YOUR GOAL:
The expected output is each entry, given again exactly.

========================================================================

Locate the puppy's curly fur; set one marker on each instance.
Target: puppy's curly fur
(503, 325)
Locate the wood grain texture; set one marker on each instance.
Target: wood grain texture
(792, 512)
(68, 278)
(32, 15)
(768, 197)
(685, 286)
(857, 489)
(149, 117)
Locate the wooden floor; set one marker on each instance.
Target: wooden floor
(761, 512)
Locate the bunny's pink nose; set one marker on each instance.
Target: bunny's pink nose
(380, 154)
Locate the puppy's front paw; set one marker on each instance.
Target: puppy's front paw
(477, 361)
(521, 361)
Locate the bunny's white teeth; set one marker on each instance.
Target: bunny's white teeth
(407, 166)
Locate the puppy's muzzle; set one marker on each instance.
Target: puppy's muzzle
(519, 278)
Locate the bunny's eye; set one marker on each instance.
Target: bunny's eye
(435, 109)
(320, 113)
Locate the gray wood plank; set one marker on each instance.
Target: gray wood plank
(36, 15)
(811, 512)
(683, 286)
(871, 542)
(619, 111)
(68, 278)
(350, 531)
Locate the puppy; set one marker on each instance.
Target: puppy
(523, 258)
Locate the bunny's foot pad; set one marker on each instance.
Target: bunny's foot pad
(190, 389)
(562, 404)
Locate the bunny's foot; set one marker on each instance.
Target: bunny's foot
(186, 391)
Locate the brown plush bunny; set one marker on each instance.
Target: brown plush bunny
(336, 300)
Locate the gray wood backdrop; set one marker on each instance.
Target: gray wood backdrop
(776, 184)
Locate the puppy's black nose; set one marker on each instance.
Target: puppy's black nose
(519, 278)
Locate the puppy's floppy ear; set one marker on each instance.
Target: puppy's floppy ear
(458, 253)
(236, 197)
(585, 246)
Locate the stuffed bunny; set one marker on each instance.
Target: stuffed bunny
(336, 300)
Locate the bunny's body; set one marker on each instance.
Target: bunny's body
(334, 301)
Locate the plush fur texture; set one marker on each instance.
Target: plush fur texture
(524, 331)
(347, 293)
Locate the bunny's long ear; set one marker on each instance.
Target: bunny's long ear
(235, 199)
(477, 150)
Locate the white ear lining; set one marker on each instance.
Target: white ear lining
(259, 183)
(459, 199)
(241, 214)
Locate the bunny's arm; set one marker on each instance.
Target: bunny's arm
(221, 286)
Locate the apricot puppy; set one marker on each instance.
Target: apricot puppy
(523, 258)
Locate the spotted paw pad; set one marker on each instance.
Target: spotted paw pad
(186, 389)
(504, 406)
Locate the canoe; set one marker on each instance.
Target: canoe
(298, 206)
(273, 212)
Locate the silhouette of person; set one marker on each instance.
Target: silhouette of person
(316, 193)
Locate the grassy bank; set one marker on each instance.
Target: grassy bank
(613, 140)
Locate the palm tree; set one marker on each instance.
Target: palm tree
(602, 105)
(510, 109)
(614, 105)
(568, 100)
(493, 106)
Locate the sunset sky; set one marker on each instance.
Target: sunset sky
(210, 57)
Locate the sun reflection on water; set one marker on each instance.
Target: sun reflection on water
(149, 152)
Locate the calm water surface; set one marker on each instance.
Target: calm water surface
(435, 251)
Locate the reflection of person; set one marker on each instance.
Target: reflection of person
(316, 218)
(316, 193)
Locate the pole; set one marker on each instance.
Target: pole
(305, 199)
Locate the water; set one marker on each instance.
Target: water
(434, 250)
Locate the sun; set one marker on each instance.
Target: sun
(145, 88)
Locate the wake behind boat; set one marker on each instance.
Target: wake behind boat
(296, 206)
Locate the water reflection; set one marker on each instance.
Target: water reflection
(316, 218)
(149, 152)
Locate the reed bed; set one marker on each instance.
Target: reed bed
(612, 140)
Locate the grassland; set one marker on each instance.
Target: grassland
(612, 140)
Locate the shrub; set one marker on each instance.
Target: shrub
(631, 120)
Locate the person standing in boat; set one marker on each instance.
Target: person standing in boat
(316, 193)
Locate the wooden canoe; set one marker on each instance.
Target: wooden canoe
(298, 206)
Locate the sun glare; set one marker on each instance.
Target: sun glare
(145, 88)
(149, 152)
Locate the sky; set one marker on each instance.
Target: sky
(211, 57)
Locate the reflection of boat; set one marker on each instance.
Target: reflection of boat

========================================================================

SOLUTION TO THE EXERCISE:
Locate the puppy's curly fur; set one marker on each instance.
Target: puppy's curly fur
(503, 325)
Locate the wood grain texture; set one marker on each instance.
Target: wood grain texture
(792, 512)
(68, 278)
(32, 15)
(768, 197)
(685, 286)
(857, 489)
(149, 117)
Locate the wooden floor; set one marker on each instance.
Target: wooden floor
(761, 512)
Locate the bunny's pink nose; set one marker on each instance.
Target: bunny's pink nose
(380, 154)
Locate the puppy's front paw; set one marker on each instance.
Target: puppy's front paw
(477, 361)
(521, 361)
Locate the bunny's white teeth; set one marker on each instance.
Target: bunny's white teeth
(407, 166)
Locate the puppy's muzzle; set one marker on each instance.
Target: puppy's muzzle
(519, 278)
Locate the bunny's eye; set one marker on each instance.
Target: bunny's eye
(435, 109)
(320, 113)
Locate the gray wood plank; set one marker on each instance.
Target: gray wood plank
(36, 15)
(811, 512)
(683, 286)
(871, 542)
(619, 111)
(68, 278)
(350, 531)
Locate the puppy; set one marker on each instance.
Target: puppy
(523, 258)
Locate the bunny's foot pad; set one marker on each instance.
Target: bunny's foot pad
(190, 389)
(562, 404)
Locate the bunny's foot; set one marker on each instance.
Target: bunny's foot
(186, 391)
Locate the brown plush bunny; set one marker on each instance.
Target: brown plush bunny
(336, 300)
Locate the gray wood backdrop; set one marker on each instance.
Target: gray wood backdrop
(776, 184)
Locate the puppy's black nose; set one marker on each instance.
Target: puppy's black nose
(519, 278)
Locate the puppy's floppy ear; set one marker on each instance.
Target: puppy's floppy ear
(458, 253)
(236, 197)
(585, 246)
Locate the stuffed bunny; set one marker on each instance.
Target: stuffed bunny
(336, 300)
Locate the bunny's body; set one marker on each instance.
Target: bunny's body
(334, 301)
Locate the plush fur texture; set one marker on each instance.
Target: plush fur texture
(524, 331)
(347, 293)
Locate the bunny's long ear; set one marker on each instance.
Target: bunny's long ear
(235, 199)
(477, 150)
Locate the white ear lining; set one marker on each instance.
Target: white ear lining
(259, 183)
(459, 199)
(241, 214)
Locate the bunny's arm; set one marker on each instance.
Target: bunny's arm
(221, 286)
Locate the apricot puppy; set one marker on each instance.
Target: apricot puppy
(523, 258)
Locate the spotted paw pad; set one marker on each instance.
Target: spotted paw pad
(186, 389)
(504, 406)
Locate the canoe; set one marker on each instance.
Target: canoe
(298, 206)
(273, 212)
Locate the silhouette of person; set one marker on each instance.
Target: silhouette of person
(316, 193)
Locate the grassy bank; set one marker on each instance.
Target: grassy bank
(613, 140)
Locate the palm tree; set one marker on each instance.
Target: palm tree
(602, 105)
(510, 109)
(614, 105)
(568, 100)
(493, 106)
Locate the sunset sky; set one marker on each instance.
Target: sunset sky
(210, 57)
Locate the sun reflection on water; set one marker on each instance.
Target: sun reflection on water
(149, 152)
Locate the calm water surface; set one marker on each instance.
Target: calm water surface
(435, 251)
Locate the reflection of person; set one marker on each instance.
Target: reflection of person
(316, 218)
(316, 193)
Locate the pole; set one marker on each instance.
Target: pole
(305, 199)
Locate the water; set one marker on each instance.
Target: water
(434, 250)
Locate the sun; set one marker on each instance.
Target: sun
(145, 88)
Locate the wake behind boat; set one marker on each instance.
Target: wake behind boat
(296, 206)
Locate the water reflection; set one marker on each instance.
Target: water reflection
(316, 218)
(149, 152)
Locate the reed bed; set one marker on each instance.
Target: reed bed
(612, 140)
Locate the grassland; set one marker on each instance.
Target: grassland
(612, 140)
Locate the shrub; set one marker on each instance.
Target: shrub
(631, 120)
Locate the person standing in boat; set one marker on each instance.
Target: person standing in boat
(316, 193)
Locate the wooden canoe; set one marker on each instance.
Target: wooden canoe
(298, 206)
Locate the sun glare; set one marker on each instance.
Target: sun glare
(145, 88)
(149, 152)
Locate the sky; set one marker on each instance.
Target: sky
(211, 57)
Locate the reflection of boat; set one marker on each instance.
Target: reflection of boat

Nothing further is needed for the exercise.